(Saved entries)
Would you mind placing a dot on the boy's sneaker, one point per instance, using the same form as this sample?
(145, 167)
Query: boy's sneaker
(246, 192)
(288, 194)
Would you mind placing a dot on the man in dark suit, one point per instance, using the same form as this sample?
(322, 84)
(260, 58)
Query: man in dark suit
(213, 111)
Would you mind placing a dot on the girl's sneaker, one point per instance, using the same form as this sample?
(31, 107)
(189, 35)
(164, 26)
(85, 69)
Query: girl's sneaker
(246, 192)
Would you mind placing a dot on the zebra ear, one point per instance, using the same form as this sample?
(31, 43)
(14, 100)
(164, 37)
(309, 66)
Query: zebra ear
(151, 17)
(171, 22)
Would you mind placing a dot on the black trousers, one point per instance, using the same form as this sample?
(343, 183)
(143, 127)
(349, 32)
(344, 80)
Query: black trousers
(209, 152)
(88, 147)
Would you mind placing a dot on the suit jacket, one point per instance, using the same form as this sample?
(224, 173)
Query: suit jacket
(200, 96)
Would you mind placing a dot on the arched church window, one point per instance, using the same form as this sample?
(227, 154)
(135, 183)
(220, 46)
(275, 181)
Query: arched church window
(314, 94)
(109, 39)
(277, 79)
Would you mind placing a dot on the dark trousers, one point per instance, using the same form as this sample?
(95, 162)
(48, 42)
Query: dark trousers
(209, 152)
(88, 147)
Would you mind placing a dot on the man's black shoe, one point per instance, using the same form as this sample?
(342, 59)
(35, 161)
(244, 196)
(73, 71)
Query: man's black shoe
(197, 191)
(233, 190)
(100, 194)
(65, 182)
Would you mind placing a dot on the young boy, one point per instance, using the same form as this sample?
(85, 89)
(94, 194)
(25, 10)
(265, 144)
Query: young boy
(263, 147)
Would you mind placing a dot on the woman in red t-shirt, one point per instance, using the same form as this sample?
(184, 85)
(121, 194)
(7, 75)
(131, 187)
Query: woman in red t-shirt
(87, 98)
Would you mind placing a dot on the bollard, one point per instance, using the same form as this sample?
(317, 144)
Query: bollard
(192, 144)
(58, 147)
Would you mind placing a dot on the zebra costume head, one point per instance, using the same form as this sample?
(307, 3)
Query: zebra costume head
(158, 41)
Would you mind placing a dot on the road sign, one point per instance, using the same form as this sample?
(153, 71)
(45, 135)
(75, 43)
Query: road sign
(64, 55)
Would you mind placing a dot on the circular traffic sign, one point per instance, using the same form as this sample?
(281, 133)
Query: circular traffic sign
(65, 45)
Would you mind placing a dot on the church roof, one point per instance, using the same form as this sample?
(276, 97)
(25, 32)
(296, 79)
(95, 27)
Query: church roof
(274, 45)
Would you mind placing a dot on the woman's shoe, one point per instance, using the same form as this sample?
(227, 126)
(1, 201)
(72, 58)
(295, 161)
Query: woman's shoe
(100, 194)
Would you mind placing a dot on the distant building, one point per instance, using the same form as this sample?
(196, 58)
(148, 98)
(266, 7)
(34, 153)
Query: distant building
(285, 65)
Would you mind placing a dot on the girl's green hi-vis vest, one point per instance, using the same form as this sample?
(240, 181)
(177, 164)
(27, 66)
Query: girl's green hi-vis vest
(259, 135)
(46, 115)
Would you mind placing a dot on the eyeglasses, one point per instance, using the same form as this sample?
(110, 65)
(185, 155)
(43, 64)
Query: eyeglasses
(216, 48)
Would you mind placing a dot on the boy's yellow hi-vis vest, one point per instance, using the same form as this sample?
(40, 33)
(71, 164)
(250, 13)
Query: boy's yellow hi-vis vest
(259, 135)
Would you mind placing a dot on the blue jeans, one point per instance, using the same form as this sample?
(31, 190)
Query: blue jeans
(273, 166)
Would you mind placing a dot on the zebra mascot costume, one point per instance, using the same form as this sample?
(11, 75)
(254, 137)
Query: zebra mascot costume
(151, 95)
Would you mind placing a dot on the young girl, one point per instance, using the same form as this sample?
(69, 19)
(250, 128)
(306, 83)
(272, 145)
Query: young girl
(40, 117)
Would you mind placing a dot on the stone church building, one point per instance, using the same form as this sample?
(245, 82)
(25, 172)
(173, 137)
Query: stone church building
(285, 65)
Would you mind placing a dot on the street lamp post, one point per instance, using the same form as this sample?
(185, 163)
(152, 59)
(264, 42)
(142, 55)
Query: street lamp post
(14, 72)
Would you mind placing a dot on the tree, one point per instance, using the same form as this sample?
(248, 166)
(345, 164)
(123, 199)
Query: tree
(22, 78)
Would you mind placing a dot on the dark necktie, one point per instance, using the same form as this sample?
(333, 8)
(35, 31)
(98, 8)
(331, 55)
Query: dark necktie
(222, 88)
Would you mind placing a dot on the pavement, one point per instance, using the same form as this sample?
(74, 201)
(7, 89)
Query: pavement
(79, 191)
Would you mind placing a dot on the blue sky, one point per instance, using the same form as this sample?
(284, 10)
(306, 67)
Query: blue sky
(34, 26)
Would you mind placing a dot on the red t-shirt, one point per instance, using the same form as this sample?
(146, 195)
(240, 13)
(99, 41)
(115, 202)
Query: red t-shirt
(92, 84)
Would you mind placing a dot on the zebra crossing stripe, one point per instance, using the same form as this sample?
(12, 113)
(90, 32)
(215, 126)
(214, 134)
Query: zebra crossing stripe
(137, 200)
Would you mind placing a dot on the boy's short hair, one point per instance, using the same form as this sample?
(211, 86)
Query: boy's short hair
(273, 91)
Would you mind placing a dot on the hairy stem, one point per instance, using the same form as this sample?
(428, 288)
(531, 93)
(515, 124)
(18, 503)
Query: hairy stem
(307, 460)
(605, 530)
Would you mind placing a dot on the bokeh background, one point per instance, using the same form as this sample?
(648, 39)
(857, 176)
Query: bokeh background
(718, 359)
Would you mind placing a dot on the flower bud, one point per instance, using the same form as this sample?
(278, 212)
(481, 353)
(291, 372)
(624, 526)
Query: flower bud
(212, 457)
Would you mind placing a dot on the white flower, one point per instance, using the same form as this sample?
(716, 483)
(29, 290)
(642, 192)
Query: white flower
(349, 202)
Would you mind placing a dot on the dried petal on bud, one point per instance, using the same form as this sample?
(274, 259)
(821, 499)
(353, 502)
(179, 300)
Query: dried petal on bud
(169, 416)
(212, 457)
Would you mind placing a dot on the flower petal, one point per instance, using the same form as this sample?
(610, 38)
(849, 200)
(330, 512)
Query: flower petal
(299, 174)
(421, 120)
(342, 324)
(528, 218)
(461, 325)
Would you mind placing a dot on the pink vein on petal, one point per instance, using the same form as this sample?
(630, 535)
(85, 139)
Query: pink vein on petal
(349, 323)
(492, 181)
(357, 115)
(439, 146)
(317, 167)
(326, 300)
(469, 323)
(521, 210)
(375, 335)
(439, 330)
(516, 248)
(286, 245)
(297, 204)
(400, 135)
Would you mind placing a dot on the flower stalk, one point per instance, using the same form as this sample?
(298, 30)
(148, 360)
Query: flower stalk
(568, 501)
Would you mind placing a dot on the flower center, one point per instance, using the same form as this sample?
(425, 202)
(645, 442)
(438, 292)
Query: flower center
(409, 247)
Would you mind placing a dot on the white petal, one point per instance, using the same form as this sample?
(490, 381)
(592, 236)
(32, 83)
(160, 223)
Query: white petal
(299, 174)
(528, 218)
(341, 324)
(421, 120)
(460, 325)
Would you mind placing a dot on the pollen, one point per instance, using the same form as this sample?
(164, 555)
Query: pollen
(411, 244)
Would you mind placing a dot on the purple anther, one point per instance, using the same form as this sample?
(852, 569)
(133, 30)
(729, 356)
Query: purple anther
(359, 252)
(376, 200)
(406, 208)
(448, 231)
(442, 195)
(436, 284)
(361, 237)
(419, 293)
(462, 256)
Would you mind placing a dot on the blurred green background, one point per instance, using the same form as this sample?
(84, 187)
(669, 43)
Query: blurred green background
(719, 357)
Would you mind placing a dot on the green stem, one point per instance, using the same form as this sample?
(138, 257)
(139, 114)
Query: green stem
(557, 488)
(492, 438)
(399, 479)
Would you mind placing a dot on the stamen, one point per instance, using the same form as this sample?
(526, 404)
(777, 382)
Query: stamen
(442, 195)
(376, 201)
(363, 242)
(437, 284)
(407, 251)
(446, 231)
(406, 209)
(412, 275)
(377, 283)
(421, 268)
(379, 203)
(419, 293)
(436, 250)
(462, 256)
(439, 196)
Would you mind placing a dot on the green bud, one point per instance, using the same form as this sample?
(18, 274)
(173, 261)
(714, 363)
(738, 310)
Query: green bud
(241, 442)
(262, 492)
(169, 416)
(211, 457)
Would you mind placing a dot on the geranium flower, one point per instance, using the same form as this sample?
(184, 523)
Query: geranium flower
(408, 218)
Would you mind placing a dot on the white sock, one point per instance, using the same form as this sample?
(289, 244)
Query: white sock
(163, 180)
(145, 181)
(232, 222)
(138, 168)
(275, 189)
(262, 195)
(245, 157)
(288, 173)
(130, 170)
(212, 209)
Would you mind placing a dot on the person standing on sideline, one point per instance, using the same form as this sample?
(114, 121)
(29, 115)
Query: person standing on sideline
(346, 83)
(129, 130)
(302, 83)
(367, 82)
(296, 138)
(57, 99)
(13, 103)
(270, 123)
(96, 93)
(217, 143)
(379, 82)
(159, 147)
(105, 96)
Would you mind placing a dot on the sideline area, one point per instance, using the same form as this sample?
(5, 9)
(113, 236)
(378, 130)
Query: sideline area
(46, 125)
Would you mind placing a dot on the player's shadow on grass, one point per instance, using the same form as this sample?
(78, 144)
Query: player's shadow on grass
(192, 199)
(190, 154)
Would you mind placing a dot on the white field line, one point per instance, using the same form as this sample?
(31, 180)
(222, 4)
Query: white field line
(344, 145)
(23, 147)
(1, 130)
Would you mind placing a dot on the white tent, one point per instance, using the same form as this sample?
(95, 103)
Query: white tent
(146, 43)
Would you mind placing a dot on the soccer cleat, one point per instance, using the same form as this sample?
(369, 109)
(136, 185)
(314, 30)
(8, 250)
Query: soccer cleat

* [Assignment]
Search the records for the word "soccer" and copy every line where it occurs.

* [Your response]
Would you mind placing a dot on the soccer cleat, one point per instance, using the same form as this sample?
Query: soccer cleat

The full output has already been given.